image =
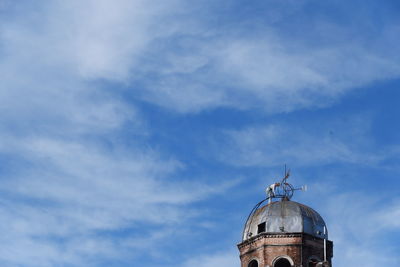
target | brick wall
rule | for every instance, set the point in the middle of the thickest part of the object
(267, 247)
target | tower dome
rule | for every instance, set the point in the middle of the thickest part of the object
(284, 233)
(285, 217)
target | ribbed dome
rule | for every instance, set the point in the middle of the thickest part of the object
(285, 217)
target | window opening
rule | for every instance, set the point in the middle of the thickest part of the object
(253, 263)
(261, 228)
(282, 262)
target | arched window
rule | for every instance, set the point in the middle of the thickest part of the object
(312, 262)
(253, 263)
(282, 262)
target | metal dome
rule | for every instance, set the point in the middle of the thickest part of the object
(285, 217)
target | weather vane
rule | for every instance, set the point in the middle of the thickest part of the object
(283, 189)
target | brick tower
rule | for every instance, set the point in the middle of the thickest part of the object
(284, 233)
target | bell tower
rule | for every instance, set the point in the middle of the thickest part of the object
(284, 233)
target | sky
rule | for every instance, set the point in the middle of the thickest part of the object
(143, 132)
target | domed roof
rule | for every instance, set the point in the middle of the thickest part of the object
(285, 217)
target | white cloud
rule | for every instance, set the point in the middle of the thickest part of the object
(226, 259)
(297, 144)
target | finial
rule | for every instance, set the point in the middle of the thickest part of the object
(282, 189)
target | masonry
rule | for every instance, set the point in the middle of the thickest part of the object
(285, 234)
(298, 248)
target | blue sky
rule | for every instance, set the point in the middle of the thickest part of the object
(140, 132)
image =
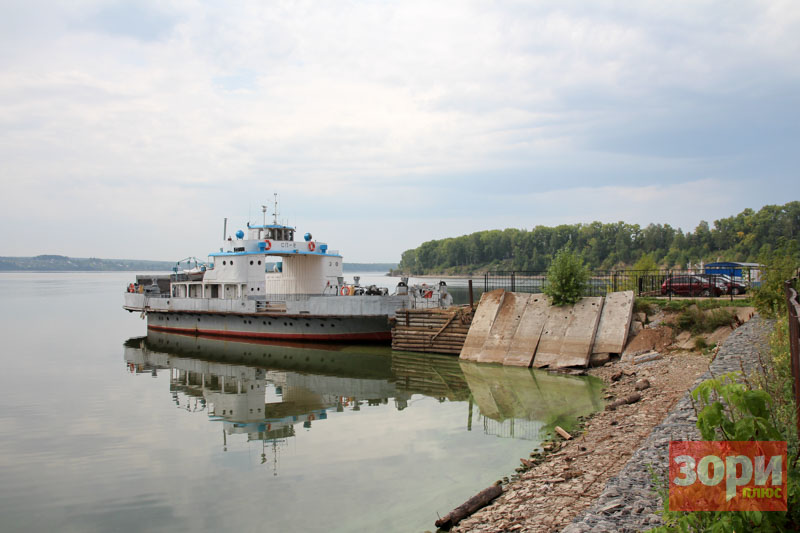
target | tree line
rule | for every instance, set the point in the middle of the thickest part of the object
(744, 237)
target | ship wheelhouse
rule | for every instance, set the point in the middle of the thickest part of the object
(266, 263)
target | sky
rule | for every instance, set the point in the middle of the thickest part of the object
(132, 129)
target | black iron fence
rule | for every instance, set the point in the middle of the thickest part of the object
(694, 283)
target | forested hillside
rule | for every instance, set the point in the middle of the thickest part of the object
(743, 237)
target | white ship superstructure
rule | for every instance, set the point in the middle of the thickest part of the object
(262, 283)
────────────────────────────────────────
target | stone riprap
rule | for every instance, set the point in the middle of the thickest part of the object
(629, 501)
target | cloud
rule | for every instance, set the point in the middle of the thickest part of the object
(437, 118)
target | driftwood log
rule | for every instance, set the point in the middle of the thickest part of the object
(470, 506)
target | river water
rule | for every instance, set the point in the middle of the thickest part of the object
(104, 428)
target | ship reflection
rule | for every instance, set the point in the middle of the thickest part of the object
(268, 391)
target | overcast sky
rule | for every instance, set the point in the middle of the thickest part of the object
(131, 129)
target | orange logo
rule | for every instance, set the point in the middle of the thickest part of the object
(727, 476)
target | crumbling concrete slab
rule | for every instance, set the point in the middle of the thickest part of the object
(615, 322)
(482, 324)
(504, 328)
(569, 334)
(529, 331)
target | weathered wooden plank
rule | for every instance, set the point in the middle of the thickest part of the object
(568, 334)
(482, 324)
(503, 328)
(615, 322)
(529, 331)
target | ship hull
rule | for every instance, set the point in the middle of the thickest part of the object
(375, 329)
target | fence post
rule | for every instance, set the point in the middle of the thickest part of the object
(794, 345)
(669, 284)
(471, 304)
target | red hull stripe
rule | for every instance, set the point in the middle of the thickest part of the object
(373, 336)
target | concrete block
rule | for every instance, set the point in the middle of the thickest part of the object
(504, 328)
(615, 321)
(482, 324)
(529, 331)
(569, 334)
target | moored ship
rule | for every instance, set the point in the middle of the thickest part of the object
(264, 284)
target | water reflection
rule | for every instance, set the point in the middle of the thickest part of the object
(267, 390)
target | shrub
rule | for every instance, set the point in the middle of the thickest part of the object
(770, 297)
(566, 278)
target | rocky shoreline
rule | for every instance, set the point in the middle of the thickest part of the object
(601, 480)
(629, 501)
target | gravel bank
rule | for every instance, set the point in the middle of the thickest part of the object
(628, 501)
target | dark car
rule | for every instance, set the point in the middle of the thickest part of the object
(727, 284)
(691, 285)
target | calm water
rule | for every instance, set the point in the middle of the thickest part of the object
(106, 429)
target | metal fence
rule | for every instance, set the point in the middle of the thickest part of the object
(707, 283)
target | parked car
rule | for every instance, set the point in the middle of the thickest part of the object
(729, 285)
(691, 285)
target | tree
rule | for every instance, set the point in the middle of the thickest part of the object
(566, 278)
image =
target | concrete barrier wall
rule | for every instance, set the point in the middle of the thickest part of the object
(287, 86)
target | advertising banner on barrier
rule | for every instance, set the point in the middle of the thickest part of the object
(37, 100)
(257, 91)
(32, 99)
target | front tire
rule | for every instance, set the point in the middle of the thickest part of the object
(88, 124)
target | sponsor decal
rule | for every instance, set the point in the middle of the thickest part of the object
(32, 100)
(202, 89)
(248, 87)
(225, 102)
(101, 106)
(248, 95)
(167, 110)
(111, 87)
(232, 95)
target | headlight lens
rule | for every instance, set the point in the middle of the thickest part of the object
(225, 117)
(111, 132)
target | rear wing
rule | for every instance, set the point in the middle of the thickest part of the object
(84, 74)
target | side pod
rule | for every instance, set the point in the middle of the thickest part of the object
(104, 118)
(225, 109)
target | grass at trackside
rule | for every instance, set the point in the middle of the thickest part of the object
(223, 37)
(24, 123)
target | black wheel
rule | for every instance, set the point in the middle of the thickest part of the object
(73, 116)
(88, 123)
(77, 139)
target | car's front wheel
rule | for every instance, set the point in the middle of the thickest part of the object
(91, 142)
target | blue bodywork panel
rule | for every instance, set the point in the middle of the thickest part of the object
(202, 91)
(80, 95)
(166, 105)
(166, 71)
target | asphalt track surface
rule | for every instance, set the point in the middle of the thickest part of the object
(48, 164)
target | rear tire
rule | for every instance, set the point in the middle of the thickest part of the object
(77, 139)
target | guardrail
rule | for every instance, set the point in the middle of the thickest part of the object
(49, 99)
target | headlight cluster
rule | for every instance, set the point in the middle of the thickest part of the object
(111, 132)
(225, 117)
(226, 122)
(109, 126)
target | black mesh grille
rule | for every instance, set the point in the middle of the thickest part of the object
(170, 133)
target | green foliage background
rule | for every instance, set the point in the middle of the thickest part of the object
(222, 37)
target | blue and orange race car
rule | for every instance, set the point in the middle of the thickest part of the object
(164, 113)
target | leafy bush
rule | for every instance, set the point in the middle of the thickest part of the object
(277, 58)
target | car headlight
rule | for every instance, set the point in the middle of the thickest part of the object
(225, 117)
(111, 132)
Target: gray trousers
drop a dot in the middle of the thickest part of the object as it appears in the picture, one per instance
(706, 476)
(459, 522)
────────────────────────────────────────
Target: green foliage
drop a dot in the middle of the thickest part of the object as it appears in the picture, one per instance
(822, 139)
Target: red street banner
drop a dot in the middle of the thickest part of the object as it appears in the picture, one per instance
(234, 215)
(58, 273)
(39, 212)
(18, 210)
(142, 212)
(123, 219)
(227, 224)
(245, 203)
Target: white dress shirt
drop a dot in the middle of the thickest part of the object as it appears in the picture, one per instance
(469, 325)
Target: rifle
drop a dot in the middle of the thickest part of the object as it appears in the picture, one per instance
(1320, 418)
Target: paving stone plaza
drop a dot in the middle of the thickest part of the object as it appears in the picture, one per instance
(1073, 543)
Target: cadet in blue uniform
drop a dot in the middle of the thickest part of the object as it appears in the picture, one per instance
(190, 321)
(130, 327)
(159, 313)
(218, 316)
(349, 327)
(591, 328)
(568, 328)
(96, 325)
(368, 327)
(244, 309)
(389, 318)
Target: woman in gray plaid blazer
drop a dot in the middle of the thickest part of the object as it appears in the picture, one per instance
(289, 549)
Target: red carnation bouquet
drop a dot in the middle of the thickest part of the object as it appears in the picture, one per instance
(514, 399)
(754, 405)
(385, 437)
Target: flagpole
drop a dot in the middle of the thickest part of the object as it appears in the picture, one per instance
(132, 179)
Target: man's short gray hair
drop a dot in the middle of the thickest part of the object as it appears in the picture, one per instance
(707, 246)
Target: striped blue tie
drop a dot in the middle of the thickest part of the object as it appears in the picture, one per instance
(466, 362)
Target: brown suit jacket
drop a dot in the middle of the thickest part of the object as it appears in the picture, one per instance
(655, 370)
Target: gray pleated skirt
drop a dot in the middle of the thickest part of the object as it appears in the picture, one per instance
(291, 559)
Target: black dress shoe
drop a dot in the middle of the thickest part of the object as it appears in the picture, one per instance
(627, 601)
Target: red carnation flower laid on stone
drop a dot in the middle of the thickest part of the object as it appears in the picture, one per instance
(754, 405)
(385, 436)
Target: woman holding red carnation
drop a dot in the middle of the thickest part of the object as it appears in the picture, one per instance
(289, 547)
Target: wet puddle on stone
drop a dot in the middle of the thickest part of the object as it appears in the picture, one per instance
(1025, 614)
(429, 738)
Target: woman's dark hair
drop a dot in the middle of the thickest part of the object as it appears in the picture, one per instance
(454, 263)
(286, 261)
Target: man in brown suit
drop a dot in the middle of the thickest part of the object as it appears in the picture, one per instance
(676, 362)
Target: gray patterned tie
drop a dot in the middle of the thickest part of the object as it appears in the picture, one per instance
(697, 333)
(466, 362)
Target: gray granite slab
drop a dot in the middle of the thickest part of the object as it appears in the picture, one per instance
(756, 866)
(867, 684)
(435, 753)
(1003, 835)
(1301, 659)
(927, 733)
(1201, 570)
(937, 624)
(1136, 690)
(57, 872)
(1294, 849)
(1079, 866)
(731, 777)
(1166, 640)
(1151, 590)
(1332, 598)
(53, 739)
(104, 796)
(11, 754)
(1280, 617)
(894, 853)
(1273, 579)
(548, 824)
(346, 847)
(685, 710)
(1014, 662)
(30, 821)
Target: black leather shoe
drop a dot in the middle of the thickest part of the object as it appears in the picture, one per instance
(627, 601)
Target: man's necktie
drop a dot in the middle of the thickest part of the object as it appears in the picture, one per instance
────────────────────────────────────────
Exercise instructions: Where a line in the records above includes the string "suit", show it.

Problem solution:
Target: brown suit jacket
Target: man in brown suit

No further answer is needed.